What you will do
Reproduce the following entries exactly, leaving nothing out.

Given entries
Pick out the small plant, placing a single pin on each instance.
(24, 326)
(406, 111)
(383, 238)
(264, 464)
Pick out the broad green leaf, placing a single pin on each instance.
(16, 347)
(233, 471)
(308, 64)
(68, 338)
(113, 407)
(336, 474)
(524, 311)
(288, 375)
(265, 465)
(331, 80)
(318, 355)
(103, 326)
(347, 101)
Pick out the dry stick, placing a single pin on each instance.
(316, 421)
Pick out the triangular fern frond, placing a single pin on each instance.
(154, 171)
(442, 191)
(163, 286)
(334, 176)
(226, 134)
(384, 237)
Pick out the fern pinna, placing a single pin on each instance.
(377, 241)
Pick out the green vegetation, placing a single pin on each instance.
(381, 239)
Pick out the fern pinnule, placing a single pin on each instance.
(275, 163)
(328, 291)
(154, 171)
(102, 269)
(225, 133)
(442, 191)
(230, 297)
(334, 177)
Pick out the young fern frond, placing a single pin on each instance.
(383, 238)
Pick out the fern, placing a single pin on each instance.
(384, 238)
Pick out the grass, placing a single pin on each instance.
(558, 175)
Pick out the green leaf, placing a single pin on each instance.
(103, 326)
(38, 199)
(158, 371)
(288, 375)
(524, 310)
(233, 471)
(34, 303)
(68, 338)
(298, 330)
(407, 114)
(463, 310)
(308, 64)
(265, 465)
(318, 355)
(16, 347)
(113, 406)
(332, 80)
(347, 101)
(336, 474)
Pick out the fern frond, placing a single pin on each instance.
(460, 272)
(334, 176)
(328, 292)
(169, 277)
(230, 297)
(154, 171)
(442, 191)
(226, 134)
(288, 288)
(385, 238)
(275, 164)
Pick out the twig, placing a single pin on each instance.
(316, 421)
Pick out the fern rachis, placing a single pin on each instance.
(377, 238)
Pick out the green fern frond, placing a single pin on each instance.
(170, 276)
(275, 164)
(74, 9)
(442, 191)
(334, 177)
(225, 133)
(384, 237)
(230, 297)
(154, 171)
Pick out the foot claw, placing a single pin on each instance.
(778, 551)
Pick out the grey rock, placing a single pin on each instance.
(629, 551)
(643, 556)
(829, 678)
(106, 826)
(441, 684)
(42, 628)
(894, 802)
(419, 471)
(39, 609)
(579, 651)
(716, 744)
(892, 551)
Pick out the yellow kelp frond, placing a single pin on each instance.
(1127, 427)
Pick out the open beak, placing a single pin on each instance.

Solution to this exercise
Pick out the small plant, placing a single pin on each instance.
(24, 326)
(406, 111)
(383, 238)
(264, 464)
Pick out the broad green leaf, placing a single pin on each instance.
(16, 347)
(233, 471)
(308, 64)
(68, 338)
(113, 407)
(336, 474)
(524, 311)
(288, 375)
(265, 465)
(331, 80)
(318, 355)
(103, 326)
(347, 101)
Pick out the dry stick, placing a single pin on each instance.
(316, 421)
Pick out the triangular fern frond, placing a single pin on each instance.
(154, 171)
(442, 191)
(163, 286)
(334, 176)
(226, 134)
(384, 237)
Pick out the fern pinna, placing a single pin on each instance.
(377, 241)
Pick out the green vegetation, placing a single pin on each instance.
(381, 239)
Pick out the fern pinnule, placing a single pin on each instance.
(275, 163)
(328, 291)
(154, 171)
(102, 269)
(225, 133)
(442, 191)
(230, 297)
(334, 177)
Pick out the young fern frond, placing a single pin on each instance.
(383, 238)
Pick out the fern, placing a single pin on each instance.
(384, 238)
Pick out the grass, placing a single pin on each instance.
(558, 175)
Pick out the green leaf, placing a single pin on each instance.
(103, 326)
(38, 199)
(158, 371)
(288, 375)
(524, 310)
(233, 471)
(34, 303)
(68, 338)
(298, 330)
(407, 114)
(463, 310)
(308, 64)
(265, 465)
(318, 355)
(16, 347)
(113, 406)
(332, 80)
(347, 101)
(336, 474)
Pick out the fern frond, placing a single pin on each instance.
(460, 272)
(334, 176)
(328, 292)
(169, 277)
(230, 297)
(154, 171)
(442, 191)
(226, 134)
(288, 288)
(385, 238)
(275, 164)
Pick out the twig, placing a single pin on each instance.
(316, 421)
Pick out the fern rachis, placing a single pin on each instance.
(377, 238)
Pick out the green fern frond, placing a single pin on each instance.
(170, 276)
(275, 164)
(74, 9)
(442, 191)
(334, 177)
(225, 133)
(384, 237)
(230, 297)
(154, 171)
Pick out the foot claw, placing a single pin on each instance.
(778, 551)
Pick out the grey rock, placing a single pin on each instance.
(629, 551)
(643, 556)
(829, 678)
(106, 826)
(441, 684)
(42, 628)
(894, 802)
(419, 471)
(39, 609)
(579, 651)
(716, 744)
(892, 551)
Pick out the yellow kelp frond, placing a single pin on each instance.
(1127, 427)
Pick out the open beak, placing a single pin on each instance.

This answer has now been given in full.